[Start Provided records]
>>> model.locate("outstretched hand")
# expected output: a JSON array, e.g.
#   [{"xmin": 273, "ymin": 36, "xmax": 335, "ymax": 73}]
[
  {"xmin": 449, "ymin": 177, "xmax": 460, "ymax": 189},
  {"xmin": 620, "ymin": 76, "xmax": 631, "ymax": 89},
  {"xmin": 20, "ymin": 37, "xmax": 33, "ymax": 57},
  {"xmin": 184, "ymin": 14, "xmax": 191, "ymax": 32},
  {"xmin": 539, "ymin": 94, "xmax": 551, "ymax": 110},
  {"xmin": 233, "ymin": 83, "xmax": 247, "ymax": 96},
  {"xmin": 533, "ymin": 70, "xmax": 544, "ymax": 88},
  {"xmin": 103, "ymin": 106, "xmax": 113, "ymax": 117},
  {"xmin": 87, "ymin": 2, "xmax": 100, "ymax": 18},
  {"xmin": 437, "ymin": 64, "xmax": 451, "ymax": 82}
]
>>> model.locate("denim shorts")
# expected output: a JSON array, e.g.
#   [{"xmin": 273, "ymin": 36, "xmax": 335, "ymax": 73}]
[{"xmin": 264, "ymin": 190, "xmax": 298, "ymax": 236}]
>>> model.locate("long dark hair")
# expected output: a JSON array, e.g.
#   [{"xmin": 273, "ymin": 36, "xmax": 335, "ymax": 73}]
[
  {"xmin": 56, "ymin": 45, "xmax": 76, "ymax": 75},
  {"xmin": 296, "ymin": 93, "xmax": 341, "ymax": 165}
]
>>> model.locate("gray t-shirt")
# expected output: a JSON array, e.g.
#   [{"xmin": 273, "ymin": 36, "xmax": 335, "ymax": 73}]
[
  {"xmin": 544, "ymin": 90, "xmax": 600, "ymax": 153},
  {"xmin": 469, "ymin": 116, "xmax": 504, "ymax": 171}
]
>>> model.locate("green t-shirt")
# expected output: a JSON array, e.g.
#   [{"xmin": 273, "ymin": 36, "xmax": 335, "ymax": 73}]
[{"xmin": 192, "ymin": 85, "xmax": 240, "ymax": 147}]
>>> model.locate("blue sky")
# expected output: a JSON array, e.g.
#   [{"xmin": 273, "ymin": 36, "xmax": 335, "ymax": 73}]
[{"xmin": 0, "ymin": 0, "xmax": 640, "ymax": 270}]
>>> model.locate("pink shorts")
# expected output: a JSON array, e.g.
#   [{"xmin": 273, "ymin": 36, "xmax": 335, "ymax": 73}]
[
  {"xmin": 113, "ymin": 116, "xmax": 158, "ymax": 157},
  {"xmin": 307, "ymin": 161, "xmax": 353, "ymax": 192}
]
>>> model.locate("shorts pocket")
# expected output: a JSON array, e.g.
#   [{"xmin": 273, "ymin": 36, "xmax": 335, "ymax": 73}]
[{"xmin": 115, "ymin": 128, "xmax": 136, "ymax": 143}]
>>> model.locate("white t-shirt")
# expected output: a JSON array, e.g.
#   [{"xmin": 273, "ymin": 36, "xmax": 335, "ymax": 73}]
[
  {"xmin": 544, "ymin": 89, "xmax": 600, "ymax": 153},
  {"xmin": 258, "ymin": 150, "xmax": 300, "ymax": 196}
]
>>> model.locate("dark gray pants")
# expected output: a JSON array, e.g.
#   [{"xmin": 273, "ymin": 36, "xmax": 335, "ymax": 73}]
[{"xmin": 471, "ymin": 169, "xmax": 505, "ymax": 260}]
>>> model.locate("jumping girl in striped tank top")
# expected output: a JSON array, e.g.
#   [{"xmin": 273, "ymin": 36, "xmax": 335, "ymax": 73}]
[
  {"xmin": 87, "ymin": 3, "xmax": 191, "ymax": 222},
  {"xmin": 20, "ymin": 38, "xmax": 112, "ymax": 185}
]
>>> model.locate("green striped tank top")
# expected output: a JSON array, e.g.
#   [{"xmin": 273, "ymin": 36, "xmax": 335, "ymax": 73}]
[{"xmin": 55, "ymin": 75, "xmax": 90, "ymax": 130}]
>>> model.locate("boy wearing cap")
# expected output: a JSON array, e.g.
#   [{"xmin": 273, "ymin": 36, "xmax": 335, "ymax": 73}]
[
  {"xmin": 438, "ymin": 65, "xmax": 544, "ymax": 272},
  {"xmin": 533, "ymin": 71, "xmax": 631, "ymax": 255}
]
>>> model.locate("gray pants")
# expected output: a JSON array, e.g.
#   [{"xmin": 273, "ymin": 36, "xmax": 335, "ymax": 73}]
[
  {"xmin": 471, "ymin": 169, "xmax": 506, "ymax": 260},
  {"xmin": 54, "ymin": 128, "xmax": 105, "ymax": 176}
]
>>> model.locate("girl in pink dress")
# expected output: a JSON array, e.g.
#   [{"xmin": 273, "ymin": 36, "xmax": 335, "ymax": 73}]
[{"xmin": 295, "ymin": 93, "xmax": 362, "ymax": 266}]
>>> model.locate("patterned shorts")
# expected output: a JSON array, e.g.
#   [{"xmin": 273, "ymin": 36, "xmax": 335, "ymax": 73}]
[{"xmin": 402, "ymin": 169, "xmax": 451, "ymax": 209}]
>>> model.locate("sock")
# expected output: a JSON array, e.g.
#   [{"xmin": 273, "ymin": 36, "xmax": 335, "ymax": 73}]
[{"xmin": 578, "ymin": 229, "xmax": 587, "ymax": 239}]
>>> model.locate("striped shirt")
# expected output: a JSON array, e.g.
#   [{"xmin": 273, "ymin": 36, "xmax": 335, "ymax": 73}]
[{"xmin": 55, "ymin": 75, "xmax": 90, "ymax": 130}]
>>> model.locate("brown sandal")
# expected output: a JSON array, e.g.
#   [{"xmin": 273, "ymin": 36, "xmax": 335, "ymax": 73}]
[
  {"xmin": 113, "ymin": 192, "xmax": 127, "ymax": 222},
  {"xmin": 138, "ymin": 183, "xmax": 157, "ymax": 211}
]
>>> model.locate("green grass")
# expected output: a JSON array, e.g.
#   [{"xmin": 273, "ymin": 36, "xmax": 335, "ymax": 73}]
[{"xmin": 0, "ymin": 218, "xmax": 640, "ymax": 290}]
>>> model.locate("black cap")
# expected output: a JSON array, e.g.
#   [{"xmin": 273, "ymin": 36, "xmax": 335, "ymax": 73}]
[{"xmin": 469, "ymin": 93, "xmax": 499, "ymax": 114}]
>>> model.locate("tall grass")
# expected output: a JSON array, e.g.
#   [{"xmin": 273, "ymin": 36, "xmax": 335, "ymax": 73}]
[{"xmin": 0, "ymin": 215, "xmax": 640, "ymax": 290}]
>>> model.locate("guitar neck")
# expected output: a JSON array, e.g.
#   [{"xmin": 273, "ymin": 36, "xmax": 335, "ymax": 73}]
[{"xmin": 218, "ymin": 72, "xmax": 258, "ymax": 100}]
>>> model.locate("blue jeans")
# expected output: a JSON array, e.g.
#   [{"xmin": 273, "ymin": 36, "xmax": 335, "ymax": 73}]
[End Provided records]
# Aim of the exercise
Count the lines in the entries above that contain the word "pants". Give only the number.

# Solution to this problem
2